RECORDS SUPPLIED:
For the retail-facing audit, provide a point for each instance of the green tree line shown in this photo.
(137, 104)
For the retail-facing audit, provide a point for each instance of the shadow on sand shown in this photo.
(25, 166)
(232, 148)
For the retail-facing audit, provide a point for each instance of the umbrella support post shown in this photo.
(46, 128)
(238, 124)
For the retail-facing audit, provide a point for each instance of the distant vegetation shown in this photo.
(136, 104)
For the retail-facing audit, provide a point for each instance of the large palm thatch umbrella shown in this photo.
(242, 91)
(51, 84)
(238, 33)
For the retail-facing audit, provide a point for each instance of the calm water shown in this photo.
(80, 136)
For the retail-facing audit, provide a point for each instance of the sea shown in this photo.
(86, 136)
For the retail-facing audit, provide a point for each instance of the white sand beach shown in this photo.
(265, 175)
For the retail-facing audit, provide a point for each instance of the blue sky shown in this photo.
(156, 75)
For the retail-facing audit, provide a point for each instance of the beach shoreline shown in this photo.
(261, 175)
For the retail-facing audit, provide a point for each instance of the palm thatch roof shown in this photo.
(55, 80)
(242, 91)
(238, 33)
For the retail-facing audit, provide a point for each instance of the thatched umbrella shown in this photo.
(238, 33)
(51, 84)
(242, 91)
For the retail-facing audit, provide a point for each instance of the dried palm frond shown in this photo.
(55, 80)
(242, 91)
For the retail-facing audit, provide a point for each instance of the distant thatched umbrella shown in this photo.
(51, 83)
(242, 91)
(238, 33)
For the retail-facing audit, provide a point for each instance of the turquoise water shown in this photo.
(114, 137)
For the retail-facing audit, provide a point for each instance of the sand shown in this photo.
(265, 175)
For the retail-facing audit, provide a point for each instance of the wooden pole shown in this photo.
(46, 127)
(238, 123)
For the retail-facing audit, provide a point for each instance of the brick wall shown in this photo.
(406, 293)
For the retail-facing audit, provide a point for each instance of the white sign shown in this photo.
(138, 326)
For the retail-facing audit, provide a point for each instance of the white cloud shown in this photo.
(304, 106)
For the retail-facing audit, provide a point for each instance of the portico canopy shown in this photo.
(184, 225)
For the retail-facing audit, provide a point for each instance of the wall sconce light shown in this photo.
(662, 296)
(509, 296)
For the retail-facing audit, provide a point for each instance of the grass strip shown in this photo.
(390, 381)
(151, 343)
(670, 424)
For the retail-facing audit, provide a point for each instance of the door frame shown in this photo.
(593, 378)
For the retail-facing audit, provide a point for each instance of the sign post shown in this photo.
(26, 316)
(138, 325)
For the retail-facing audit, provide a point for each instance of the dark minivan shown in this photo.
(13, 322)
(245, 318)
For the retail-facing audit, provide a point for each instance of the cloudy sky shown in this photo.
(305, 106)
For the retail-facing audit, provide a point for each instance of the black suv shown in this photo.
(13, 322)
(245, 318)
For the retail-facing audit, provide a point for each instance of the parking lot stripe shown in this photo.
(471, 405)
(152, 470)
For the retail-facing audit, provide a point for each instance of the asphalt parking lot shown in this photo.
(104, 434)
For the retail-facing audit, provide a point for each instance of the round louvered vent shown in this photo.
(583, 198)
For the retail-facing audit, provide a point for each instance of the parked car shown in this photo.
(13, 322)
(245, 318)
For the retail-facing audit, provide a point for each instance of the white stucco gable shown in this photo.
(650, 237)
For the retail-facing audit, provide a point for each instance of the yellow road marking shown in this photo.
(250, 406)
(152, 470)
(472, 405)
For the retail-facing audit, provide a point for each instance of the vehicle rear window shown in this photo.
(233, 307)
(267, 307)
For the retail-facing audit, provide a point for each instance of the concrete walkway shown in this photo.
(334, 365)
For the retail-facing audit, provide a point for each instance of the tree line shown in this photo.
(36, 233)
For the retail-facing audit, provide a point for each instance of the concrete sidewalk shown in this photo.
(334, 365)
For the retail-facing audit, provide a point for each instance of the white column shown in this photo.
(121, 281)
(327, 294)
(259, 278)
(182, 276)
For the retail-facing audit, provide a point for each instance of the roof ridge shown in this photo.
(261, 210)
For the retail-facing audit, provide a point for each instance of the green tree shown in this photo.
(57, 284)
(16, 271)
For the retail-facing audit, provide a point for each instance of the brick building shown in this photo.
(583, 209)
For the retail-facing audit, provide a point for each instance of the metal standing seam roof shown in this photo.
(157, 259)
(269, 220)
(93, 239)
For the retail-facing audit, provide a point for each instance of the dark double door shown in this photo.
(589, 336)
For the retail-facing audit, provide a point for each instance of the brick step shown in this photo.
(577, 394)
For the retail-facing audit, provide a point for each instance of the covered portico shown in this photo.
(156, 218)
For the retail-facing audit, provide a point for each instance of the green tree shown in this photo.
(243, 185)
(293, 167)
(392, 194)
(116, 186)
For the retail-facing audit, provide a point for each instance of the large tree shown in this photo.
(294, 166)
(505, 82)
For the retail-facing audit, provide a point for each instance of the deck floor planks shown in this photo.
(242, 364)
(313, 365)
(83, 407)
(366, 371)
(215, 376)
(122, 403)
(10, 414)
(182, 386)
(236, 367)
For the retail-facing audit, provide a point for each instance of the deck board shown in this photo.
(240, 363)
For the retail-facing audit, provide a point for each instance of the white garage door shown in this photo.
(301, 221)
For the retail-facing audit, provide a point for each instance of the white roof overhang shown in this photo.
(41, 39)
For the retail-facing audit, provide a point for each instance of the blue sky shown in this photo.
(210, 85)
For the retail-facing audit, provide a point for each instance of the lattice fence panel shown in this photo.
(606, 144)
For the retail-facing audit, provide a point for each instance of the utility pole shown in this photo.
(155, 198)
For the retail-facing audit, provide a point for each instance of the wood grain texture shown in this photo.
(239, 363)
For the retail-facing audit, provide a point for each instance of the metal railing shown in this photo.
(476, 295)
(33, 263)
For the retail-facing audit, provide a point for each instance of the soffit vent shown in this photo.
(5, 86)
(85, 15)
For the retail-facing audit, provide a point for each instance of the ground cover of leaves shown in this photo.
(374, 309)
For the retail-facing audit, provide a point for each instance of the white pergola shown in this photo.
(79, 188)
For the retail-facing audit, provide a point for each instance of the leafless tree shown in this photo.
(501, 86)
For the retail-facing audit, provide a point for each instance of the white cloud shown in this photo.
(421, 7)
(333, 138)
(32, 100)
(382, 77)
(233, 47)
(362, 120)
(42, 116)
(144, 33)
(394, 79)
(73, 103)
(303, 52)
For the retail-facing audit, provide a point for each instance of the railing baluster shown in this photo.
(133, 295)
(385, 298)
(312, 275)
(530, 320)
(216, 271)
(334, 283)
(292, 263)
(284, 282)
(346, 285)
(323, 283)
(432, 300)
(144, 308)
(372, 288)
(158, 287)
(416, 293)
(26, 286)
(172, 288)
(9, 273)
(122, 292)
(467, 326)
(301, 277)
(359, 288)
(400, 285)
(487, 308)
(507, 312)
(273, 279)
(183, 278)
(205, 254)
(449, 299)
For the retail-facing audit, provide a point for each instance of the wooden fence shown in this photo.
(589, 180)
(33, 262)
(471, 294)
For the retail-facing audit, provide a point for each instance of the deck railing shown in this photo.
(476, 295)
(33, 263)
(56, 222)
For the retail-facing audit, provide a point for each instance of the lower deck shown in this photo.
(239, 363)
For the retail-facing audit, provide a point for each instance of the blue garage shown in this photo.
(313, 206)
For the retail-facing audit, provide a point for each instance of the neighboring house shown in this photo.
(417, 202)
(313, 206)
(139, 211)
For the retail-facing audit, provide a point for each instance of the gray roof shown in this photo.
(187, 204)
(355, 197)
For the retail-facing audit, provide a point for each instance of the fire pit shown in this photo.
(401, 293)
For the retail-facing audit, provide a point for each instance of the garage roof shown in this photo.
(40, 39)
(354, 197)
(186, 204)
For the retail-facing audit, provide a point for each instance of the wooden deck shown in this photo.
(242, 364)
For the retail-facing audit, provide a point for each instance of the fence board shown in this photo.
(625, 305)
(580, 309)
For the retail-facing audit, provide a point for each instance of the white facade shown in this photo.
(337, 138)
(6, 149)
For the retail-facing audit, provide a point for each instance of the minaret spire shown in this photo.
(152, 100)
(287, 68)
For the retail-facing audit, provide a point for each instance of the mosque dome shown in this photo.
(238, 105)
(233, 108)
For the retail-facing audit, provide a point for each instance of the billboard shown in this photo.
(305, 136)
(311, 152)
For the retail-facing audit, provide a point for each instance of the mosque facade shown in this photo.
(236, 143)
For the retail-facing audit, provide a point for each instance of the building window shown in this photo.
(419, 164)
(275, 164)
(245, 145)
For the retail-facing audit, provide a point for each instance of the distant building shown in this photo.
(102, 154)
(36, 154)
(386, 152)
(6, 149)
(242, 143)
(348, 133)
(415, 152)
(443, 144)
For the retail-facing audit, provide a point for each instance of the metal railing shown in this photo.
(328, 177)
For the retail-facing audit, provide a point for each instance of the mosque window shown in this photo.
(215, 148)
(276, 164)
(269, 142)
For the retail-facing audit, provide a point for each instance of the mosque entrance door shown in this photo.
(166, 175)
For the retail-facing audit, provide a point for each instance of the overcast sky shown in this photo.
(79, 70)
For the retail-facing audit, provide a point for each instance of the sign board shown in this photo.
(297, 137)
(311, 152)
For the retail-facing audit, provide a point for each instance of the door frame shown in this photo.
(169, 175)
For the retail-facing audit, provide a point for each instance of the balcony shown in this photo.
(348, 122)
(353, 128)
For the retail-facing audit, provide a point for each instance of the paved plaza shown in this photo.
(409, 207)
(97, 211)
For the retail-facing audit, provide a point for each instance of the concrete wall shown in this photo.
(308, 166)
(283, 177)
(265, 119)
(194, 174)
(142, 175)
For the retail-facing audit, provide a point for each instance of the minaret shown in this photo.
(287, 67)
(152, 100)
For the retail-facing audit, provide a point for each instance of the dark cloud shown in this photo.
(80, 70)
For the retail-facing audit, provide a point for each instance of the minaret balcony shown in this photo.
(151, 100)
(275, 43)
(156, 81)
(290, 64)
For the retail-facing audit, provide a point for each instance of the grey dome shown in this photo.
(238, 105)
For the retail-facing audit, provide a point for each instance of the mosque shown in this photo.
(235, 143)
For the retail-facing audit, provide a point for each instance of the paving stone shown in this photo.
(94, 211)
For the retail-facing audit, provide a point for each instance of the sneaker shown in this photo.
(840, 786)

WHAT THE TASK REQUIRES: Please set down, with no changes, the line that contains "plaza shown in this photo." and all the lines after it until the entries end; write nothing besides them.

YOUR SOLUTION:
For the retail-facing audit, provide a point for each instance of the paved plaza shown in this photo.
(409, 207)
(97, 211)
For the retail-facing audit, provide a point for each instance of the concrete wall shown in this photo.
(308, 166)
(283, 177)
(265, 119)
(194, 174)
(142, 175)
For the retail-facing audit, provide a point for each instance of the minaret shown in this photo.
(287, 67)
(152, 100)
For the retail-facing audit, provide a point for each instance of the dark cloud shown in this photo.
(80, 70)
For the retail-facing audit, provide a point for each instance of the minaret balcony shown in this photo.
(151, 100)
(275, 43)
(156, 81)
(290, 64)
For the retail-facing audit, provide a point for each instance of the grey dome shown in this photo.
(238, 105)
For the retail-facing audit, provide a point for each instance of the mosque shown in this photo.
(235, 143)
For the retail-facing audit, provide a point for each instance of the paving stone shown in this photo.
(94, 211)
For the retail-facing audit, provide a point for each instance of the sneaker shown in this photo.
(840, 786)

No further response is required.